For the 1994-1995 contract, the Appellant changed its pricing
approach-it bid $12.50 for author's alterations and only $2 for
photocomposition.  Had it retained its $9 photocomposition price,
it would have been paid $7 per page more, which would have
brought its average per page price to the prior year's level.  As
the Board noted, while the Appellant was essentially free to
structure its bid as it chose, most of the tasks involved in
performing the contract involved photocomposition and
reimbursement for that work should have been realized through the
per page photocomposition charge rather than through author's
alterations charges; the Appellant could not "expect
reimbursement for author's alterations when the work performed is
not encompassed by the author's alterations line item of the
contract."  Qualitype, Inc., supra, at 10.
The third point again is based on the Appellant's prior billing
and GPO's payment of the Appellant's invoices.  In response to
the Appellant's argument that this established a prior course of
conduct which reflected the parties' interpretation of the "per
1,000 characters" phrase, the Board pointed out that the prior
course of dealing concept "requires that both parties have actual
knowledge of the prior course of dealing and of its significance
to the contract, Qualitype, Inc., supra, at 12, and held that the
evidence fell short of establishing that the GPO Contracting
Officer had actual or imputed knowledge of the Appellant's basis
for billing.  The Appellant describes the Board's treatment of
this issue as follows:
The Board found no course of conduct because neither the
contracting  officer nor the division empowered to pay invoices
reviewed the invoices.  Thus, the Board concluded there was no
"knowing" acceptance of the interpretation or payment policy-
since no one at GPO checks invoices.

Accepting this conclusion would prevent any course of conduct
from establishing a contract pricing language interpretation.

The Board did not say that no one at GPO checks invoices.  In
fact, the Board described GPO's voucher/invoice review process
and noted the various scenarios under which this review occurs.

## Exercise set
1) Echo the contract appeal passage word for word, starting with "Accepting this conclusion" and going on through "this review occurs.".
2) In the contract appeal passage, what did the Appellant bid for photocomposition on the 1994-1995 contract?
3) Pick up the contract appeal passage after its final sentence and keep writing.
The entries that follow come from a different source than the contract appeal passage.

## Information provided
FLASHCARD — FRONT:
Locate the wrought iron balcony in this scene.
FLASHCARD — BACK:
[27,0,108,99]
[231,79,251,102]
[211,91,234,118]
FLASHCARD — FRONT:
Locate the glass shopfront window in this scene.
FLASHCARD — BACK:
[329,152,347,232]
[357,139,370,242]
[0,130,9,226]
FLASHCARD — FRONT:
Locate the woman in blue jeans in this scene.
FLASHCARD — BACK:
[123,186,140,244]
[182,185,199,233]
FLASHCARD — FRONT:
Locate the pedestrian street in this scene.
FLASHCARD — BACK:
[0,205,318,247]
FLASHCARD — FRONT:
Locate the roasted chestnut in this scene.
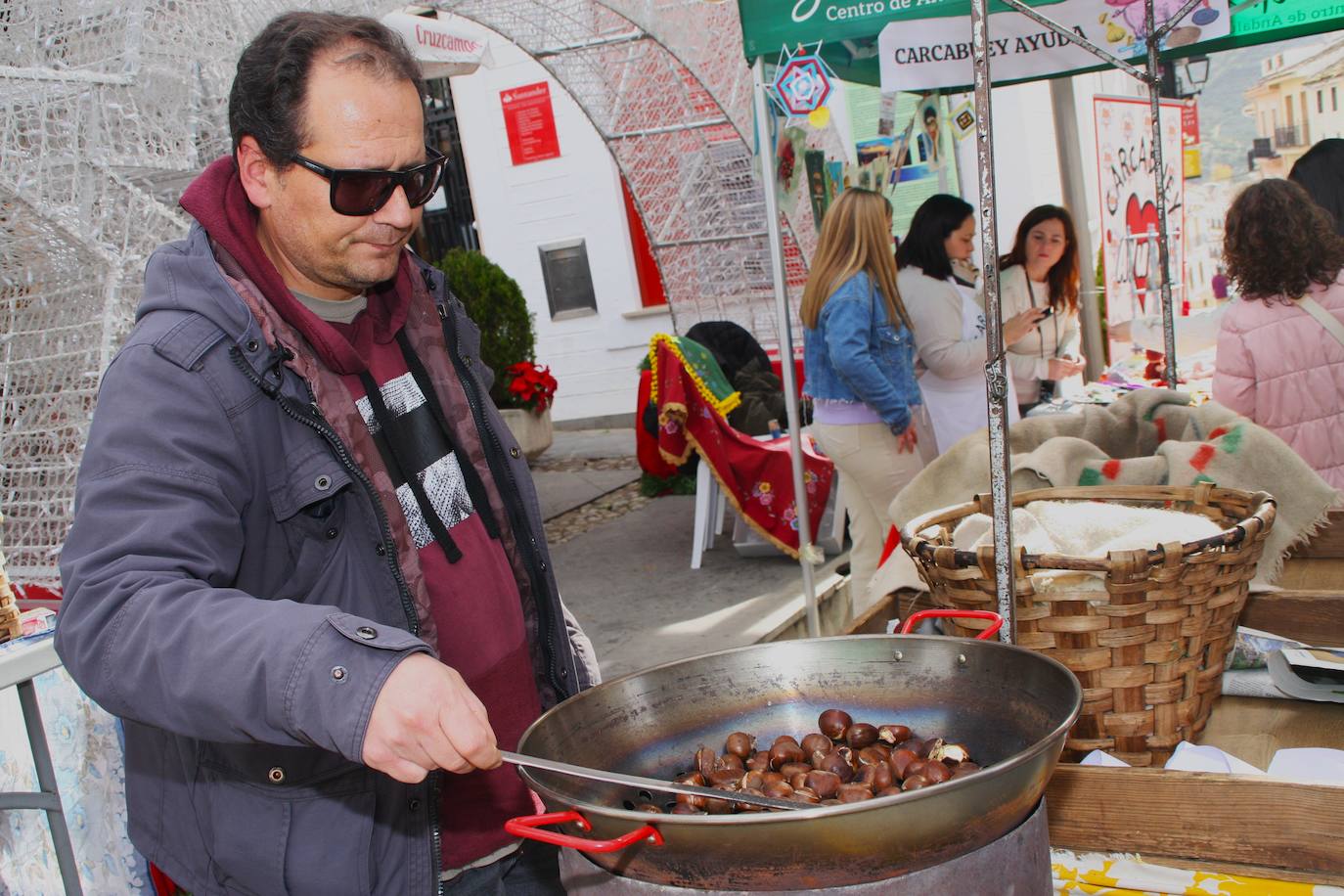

## Final results
1)
Accepting this conclusion would prevent any course of conduct
from establishing a contract pricing language interpretation.

The Board did not say that no one at GPO checks invoices.  In
fact, the Board described GPO's voucher/invoice review process
and noted the various scenarios under which this review occurs.

2) $2

3)
See Qualitype, Inc., supra, at 12-13.  The Board said only that
in this case it was clear from the hearing testimony that the
Contracting Officer had no actual knowledge of how the Appellant
was billing, and that the Appellant had failed to establish that
the Contracting Officer had such knowledge imputed from GPO's
Financial Management Service (FMS) (which initially reviews and
pays vouchers) because FMS, in light of the Appellant's prior
nominal pricing for author's alterations, itself did not know and
had no reason to know how the Appellant was billing for author's
alterations or to question the amounts billed.  Since, as
previously recognized by the Board, knowledge of a prior course
of dealing is an essential element of the presumption that a
prior course of dealing reflects what the parties intend contract
language to mean, see MPE Business Forms, Inc., GPOBCA 10-95
(August 16, 1996), slip op., 1996 WL 812877, and Publishers
Choice Book Mfg. Co., GPOBCA 4-84 (August 18, 1986), slip op.,
1986 WL 181457, the Board could only conclude in this case that
the Appellant's position was not supported by its prior course of
dealing theory.
The Appellant's "no meeting of the minds" approach stems from the
Board's decisions in MPE Business Forms, Inc., supra, and
Publishers Choice Book Mfg. Co., supra, in which the Board, after
holding that disputed contract language was not ambiguous,
nevertheless concluded that there was no meeting of the minds
between the parties and that therefore there was no binding
contract in place.  The Board then concluded that the contractor
in each case was entitled to be paid the reasonable value of what
it provided to the Government in accordance with quantum meruit
principles under an implied-in-fact contract theory.

These two cases do not reflect the usual contract interpretation
situation.  As the Board stated in the more recent of those two
cases, "[i]f this appeal was a typical contract interpretation
case, the matter would end with the Board's decision that the
Respondent's ... reading of the disputed contract language was
correct, and the Appellant's contrary ... version was without
merit."  MPE Business
Forms, Inc., supra, at 67.   In determining that MPE Business
Forms, Inc. and its predecessor case were not typical, the Board
relied on the "well-stated" rule set forth by Professor Corbin as
If the meaning that either [party to the contract] gave to the
words  was the only reasonable one under the existing
circumstances, as the  other party had reason to know, the latter
is bound by that meaning  and there is a contract
accordingly....But if the parties had materially  different
meanings, and neither one knew or had reason to know the  meaning
of the other, there is no contract.

1 CORBIN ON CONTRACTS  4.10 (1993) at 617-18.  Notwithstanding
that in both cases the Board found that there was only one
reasonable meaning-that proffered by the Respondent-of the
disputed contract language, the Board also found that the
contractors had in good faith based their offers on a different,
erroneous interpretation, which led to the conclusion that the
parties failed to reach a meeting of the minds.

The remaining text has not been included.